=== Document passage ===
§
Do not buy Red Moon for its literary merits ... There are great indigestible tracts of expository dialogue. There is a horrible doldrum of narrative drift in the middle as the physicist and the princess fester away in Hong Kong. The ending is abrupt and anticlimactic ... Read this book instead for its thorough and irresistible imagination. Read it as an extended love letter to China. Read it for its insights into the impossibility of total surveillance, the limitations of machine learning, the unbearable brightness of sunshine on the Moon’s dead surface and the true nature of power. Read it as the work of a man who has looked long and hard at the modern world and seen it for what it is with the clear gaze of a hyper-informed stranger. On its own terms – and it should not really be judged by any other standard — Red Moon is a masterpiece.
Sci-fi fans will love the detail and the optimism about humanity’s future in space. Not so comforting are the penetrating comments about politics on Earth. But in grown-up sci fi, of which Mr. Robinson is the pre-eminent producer, it’s all about mozhe shitou guo he—'crossing the river by feeling the stones,' the author’s enigmatic quote from Deng Xiaoping.
§
=== Listed records ===

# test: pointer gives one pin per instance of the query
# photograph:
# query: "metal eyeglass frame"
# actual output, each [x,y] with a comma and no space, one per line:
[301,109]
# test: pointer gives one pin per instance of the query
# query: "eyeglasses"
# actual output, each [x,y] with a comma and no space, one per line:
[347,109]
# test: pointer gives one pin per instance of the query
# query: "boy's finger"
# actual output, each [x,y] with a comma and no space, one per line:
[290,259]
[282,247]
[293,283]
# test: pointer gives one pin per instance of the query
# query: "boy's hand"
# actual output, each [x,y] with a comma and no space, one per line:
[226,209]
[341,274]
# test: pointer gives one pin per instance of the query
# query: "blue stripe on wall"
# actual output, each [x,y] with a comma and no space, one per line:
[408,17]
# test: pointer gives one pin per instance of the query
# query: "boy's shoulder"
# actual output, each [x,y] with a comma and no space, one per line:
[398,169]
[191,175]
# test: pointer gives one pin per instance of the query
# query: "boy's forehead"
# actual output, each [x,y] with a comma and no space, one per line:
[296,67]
§
=== Requirement 1 ===
Answer these from the Red Moon review passage:
(a) Where do the physicist and the princess spend the middle of the book?
(b) What two words describe the novel's ending?
(c) Whom does the author quote with the phrase "crossing the river by feeling the stones"?
=== Requirement 2 ===
Resume the Red Moon review passage after its final sentence.
None of the items is needed for this work.

=== Exercise response 1 ===
(a) Hong Kong
(b) Abrupt and anticlimactic
(c) Deng Xiaoping

=== Exercise response 2 ===
So on the one hand, moon murder! And who doesn't love that? On the other, there's Kim Stanley Robinson laying down an extended, 400-page riff on a future where an ascendant China has become the world's superpower and human law, politics, class and culture are all being reforged in the harsh environment of lunar colonies. That's how he chose to write his book. And that's fine. It's just no way to tell a story ... in Red Moon you can really see the strings. It feels like a spoonful-of-sugar-helps-the-medicine-go-down kind of situation. Give 'em a little moon murder and then they'll GLADLY stick around for my lecture on quantum cryptography! ... Red Moon reads like a TED Talk being given in the middle of a car chase. Too often, it sacrifices rhythm and structure for pages of back-and-forth debate. Fascinating, sure. Occasionally revolutionary, and beautifully deliberated. But ultimately it makes for a book that is too dry, didactic and choppy to sustain itself through to the end.